begin Provided passage
[SQL] Review of new vector functions


General Remarks:

* [x] Are `LIST OF DOUBLE` and `ARRAY_OF_DOUBLES` in the functions handled as float?
* [x] What about vector types `ARRAY_OF_SHORTS`, `ARRAY_OF_INTEGERS`, `ARRAY_OF_LONGS`?
* [x] Is `ARRAY_OF_FLOATS` a `LIST OF FLOAT`? If so what is `[1.0, 2.0]` by default? `LIST` or `ARRAY_OF_FLOAT`? I assume a list? I guess this hierarchy needs documenting.
* [x] Is `SparseVector` a SQL data type? Can a property have this type?
* [x] The dot product computation (sum of squares) is implemented in various functions, should there be one that is reused?

Specific Remarks:

* `vectorDimension`
    * [ ] Errors for a `NULL` argument, IMHO should return `0` like `.length()` or `.size()` for a `NULL` argument.
    * [ ] Wouldn't `vectorDim` be sufficient as a name, given that it is also `vectorHasInf` and not `vectorHasInfinity`?
* `vectorHasNaN`, `vectorHasInf`
    * [ ] Cannot be tested with `LIST OF FLOAT` because `NAN` values are automatically converted to `NULL` which is not allowed in typed collections.
    * [ ] `SELECT vectorHasNaN([1.0,sqrt(-1.0),3.0])` errors with `Cannot invoke "Object.getClass()" because "elem" is null`
    * [ ] Is maybe a function `vectorHasNull` needed?
* `vectorIsNormalized`
    * [ ] The test for normalization is numerically as complex as normalizing itself, so instead of testing for normality one could just normalize.
    * [ ] Why is the default threshold `0.001` is this supposed to be approximately `sqrt(eps)` for float? Then it should be `0.0000001` for doubles.
    * [ ] Wouldn't `vectorIsNormal` be sufficient as name?
end Provided passage
▸ Directives
1/ Return the part of the vector functions review that begins at the words "[SQL] Review of" and stops after the words "have this type?".
2/ In the vector functions review, list every function named in the top-level bullets of the Specific Remarks section.
begin Given information
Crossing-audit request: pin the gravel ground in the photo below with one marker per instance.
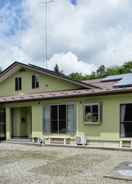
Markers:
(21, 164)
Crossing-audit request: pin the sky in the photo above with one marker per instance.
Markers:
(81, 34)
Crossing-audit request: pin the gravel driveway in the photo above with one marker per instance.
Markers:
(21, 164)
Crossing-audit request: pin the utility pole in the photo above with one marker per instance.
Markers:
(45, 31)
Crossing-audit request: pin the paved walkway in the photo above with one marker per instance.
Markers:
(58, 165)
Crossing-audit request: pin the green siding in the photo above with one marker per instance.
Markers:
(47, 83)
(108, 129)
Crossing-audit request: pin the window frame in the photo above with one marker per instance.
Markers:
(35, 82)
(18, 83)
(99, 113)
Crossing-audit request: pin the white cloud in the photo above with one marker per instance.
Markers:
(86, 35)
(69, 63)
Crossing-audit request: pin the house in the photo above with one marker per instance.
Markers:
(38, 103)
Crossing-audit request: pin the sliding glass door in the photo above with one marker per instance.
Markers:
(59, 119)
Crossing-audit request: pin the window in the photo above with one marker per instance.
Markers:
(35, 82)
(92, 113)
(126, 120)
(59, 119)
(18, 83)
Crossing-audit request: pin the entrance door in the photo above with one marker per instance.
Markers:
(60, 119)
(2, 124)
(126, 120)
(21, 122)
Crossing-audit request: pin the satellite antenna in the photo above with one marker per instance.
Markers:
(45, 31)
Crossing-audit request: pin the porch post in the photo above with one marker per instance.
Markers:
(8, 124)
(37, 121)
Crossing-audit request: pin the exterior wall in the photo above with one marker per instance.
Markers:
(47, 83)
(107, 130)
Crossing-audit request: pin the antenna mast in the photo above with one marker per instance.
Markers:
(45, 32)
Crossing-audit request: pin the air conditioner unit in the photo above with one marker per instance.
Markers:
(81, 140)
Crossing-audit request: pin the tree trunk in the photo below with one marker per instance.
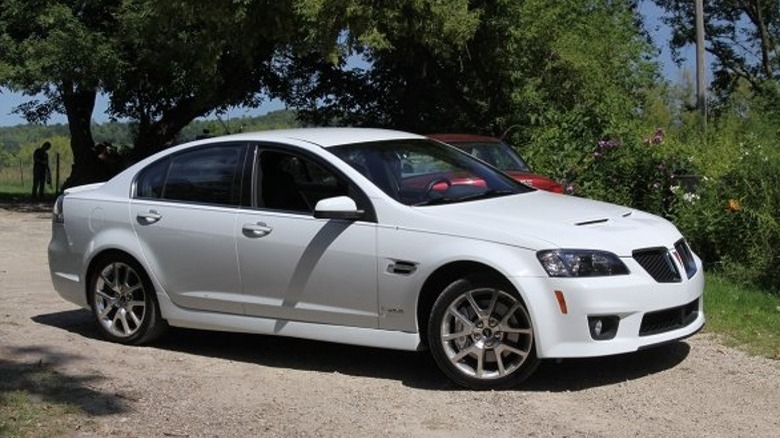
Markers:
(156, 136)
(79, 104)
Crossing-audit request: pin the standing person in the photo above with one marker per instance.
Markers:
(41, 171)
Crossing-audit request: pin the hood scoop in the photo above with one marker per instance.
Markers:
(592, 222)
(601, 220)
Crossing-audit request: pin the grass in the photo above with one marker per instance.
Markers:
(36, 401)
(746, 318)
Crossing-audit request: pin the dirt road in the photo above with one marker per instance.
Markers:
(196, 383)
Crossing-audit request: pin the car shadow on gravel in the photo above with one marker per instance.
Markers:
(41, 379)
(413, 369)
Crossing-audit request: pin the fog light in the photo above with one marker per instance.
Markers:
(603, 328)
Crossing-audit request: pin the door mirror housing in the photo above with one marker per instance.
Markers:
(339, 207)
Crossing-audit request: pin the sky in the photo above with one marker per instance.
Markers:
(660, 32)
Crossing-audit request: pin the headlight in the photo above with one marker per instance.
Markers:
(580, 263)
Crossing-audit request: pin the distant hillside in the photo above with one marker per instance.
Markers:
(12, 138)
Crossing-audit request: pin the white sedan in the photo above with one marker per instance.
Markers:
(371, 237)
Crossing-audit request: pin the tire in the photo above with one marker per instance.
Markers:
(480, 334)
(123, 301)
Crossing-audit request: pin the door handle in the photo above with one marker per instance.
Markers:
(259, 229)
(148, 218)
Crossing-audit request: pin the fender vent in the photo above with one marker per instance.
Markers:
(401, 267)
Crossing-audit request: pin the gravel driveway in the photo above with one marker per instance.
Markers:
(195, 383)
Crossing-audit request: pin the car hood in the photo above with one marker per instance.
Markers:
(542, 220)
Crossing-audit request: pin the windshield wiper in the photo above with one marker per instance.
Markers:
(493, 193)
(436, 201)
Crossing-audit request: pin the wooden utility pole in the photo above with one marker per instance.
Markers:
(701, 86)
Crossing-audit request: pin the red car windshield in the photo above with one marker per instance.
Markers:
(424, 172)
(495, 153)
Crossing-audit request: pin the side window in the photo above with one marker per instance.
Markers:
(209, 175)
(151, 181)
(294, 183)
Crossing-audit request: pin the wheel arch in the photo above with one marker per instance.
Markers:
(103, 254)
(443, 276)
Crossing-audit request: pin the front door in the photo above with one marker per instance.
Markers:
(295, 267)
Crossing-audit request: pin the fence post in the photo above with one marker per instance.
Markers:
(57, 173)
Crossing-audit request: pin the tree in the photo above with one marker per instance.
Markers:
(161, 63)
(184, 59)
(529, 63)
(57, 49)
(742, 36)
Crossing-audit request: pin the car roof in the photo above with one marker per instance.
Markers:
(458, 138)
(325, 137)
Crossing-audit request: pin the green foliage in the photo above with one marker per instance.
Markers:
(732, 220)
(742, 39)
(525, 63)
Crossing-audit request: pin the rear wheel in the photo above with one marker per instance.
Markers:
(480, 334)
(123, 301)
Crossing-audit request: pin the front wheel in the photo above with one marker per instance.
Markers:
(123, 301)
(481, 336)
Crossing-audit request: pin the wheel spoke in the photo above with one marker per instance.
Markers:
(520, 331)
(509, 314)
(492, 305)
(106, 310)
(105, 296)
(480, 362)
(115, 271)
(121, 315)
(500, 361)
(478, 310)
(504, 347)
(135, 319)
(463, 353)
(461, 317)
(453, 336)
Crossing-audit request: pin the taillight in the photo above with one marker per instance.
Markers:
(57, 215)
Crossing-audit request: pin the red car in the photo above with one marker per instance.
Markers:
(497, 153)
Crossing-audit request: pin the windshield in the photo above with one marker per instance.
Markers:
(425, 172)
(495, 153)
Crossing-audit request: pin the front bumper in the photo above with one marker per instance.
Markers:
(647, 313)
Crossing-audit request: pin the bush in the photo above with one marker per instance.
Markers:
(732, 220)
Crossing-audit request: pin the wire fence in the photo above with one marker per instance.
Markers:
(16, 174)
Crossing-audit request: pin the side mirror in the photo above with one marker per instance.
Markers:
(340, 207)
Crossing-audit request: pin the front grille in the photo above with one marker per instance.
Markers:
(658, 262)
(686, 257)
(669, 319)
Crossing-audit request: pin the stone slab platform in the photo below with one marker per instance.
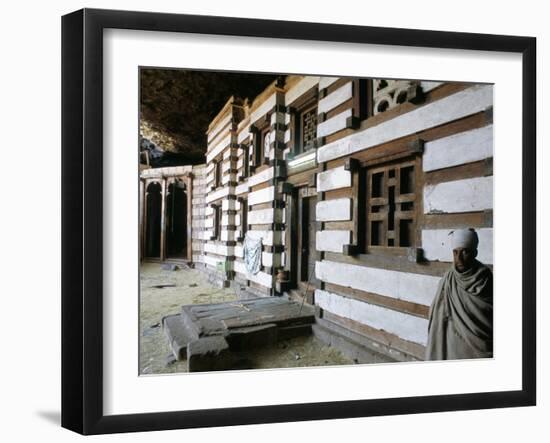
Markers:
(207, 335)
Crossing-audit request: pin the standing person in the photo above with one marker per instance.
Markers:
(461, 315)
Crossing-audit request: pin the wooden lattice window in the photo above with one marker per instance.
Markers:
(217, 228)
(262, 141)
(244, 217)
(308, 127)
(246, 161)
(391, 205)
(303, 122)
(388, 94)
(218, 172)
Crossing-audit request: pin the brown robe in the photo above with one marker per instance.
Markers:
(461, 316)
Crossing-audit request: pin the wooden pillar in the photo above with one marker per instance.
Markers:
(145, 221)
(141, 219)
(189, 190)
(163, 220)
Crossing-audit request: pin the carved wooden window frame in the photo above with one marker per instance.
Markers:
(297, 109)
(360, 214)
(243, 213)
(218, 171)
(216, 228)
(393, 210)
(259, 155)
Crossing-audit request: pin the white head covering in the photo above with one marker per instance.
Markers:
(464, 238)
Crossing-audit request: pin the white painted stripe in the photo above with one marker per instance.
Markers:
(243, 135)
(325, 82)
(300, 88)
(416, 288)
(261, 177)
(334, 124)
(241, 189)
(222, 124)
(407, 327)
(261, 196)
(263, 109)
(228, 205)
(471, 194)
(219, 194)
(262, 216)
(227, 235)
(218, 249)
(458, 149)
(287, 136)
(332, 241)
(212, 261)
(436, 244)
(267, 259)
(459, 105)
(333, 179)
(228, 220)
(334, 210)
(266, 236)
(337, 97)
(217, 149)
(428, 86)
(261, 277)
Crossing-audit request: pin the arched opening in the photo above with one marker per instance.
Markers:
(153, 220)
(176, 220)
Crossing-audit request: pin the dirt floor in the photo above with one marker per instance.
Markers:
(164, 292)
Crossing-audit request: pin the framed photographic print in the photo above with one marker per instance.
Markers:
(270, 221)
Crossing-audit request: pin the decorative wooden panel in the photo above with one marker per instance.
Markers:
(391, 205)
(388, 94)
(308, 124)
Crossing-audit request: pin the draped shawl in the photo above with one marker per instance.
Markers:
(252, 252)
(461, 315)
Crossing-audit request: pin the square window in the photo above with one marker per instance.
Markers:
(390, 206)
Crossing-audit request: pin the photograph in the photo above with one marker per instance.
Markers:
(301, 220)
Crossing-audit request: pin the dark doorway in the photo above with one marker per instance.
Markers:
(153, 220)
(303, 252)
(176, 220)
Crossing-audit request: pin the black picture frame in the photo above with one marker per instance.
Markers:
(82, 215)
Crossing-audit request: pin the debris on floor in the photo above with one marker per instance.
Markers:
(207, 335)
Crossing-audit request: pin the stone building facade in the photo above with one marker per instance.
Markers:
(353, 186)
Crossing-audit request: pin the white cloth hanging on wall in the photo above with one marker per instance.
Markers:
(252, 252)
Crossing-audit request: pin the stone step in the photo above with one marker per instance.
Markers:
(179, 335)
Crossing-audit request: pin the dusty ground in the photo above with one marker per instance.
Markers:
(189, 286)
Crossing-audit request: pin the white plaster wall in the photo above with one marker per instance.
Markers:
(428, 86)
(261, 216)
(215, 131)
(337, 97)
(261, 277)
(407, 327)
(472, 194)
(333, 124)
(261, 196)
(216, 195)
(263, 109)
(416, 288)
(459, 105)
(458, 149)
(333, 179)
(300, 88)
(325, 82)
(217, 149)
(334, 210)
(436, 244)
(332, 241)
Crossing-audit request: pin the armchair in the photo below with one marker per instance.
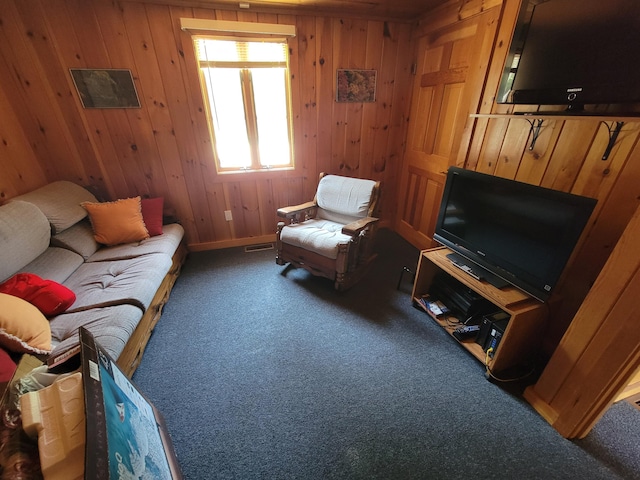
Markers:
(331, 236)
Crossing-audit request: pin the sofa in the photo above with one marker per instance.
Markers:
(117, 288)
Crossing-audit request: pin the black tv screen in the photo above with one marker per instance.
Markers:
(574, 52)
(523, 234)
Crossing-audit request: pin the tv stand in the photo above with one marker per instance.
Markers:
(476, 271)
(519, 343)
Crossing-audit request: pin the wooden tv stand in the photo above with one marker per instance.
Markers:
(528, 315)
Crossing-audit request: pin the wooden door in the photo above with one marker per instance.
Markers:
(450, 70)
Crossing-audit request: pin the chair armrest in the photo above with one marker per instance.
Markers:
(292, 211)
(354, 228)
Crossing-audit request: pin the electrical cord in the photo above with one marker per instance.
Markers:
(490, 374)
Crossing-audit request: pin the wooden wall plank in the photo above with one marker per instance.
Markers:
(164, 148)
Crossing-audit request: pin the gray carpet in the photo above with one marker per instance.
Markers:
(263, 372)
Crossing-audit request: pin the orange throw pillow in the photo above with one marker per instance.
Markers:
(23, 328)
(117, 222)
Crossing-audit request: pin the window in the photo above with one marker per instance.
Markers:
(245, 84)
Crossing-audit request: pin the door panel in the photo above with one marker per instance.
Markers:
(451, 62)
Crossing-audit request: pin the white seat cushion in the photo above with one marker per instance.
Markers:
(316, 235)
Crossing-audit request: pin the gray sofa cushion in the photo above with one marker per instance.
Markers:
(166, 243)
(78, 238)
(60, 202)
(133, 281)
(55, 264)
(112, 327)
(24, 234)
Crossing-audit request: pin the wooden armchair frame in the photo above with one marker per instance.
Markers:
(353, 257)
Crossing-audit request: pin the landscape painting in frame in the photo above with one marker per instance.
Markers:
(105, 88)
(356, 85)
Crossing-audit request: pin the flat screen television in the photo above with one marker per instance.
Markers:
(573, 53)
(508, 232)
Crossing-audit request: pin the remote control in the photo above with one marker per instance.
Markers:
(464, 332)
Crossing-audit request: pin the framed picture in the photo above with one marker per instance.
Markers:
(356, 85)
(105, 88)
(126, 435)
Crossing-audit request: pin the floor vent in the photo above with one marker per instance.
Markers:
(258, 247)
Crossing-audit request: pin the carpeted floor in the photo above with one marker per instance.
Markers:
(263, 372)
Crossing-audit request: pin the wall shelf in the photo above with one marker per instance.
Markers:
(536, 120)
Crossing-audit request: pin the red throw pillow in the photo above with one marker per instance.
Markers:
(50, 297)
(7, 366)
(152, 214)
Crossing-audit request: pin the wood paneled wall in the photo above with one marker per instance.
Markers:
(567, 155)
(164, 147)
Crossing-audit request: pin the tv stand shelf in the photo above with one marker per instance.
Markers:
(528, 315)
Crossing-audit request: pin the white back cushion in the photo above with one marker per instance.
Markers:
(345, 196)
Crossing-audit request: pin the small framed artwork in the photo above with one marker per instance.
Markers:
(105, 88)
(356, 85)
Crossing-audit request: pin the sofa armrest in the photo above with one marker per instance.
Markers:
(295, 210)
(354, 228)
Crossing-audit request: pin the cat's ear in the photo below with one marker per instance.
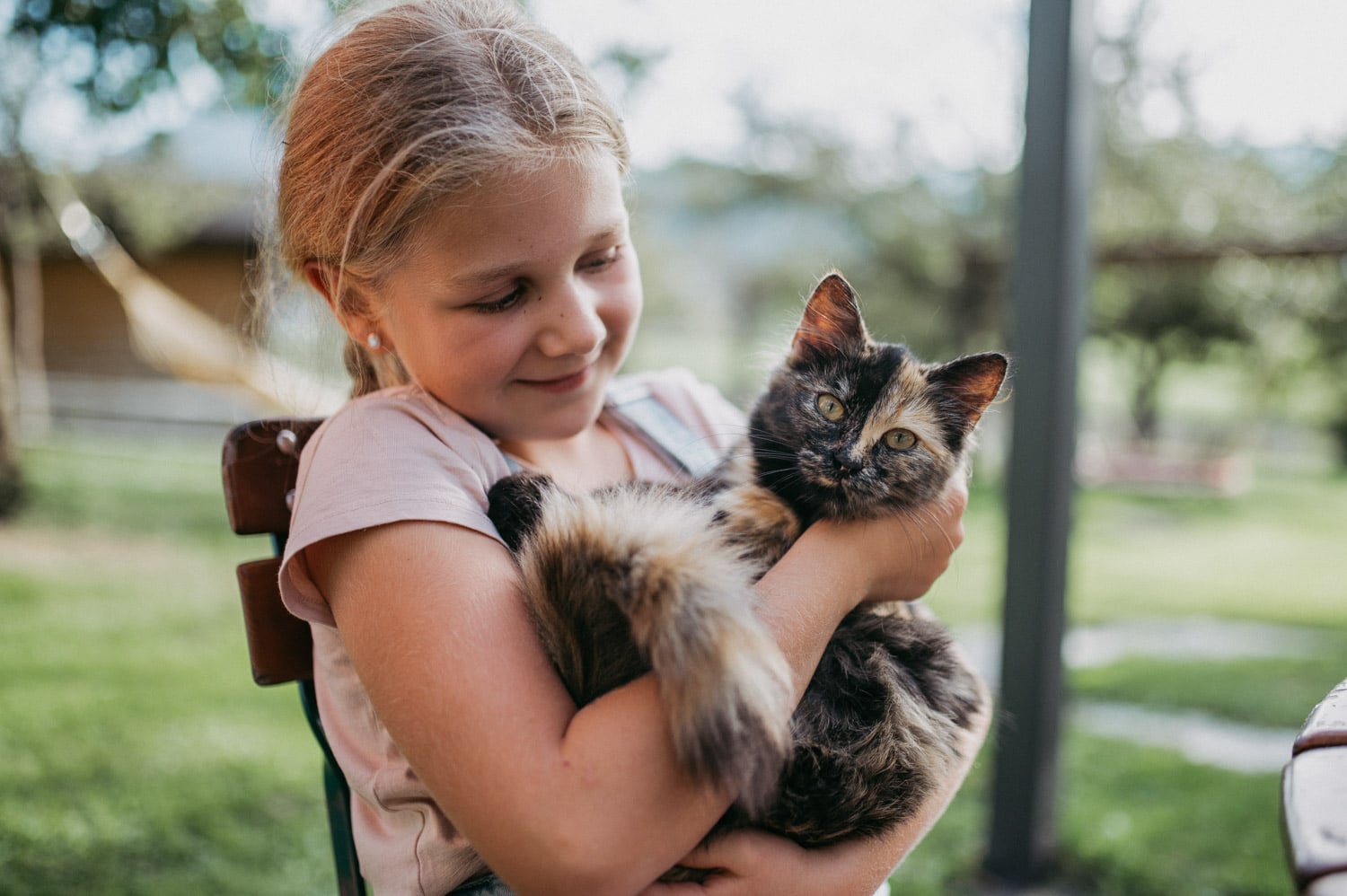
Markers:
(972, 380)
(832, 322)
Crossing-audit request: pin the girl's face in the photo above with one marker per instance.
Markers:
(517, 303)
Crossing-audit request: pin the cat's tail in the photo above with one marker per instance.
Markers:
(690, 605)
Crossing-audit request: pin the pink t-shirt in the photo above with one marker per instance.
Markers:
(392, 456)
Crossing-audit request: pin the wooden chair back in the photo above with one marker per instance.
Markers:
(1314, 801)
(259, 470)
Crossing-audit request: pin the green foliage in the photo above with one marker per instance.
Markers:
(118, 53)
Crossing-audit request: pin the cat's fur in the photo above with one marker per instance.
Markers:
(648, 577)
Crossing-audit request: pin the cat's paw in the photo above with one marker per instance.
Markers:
end Given information
▸ Worked solutions
1/
[SQL] Review of new vector functions


General Remarks:

* [x] Are `LIST OF DOUBLE` and `ARRAY_OF_DOUBLES` in the functions handled as float?
* [x] What about vector types `ARRAY_OF_SHORTS`, `ARRAY_OF_INTEGERS`, `ARRAY_OF_LONGS`?
* [x] Is `ARRAY_OF_FLOATS` a `LIST OF FLOAT`? If so what is `[1.0, 2.0]` by default? `LIST` or `ARRAY_OF_FLOAT`? I assume a list? I guess this hierarchy needs documenting.
* [x] Is `SparseVector` a SQL data type? Can a property have this type?

2/
vectorDimension
vectorHasNaN
vectorHasInf
vectorIsNormalized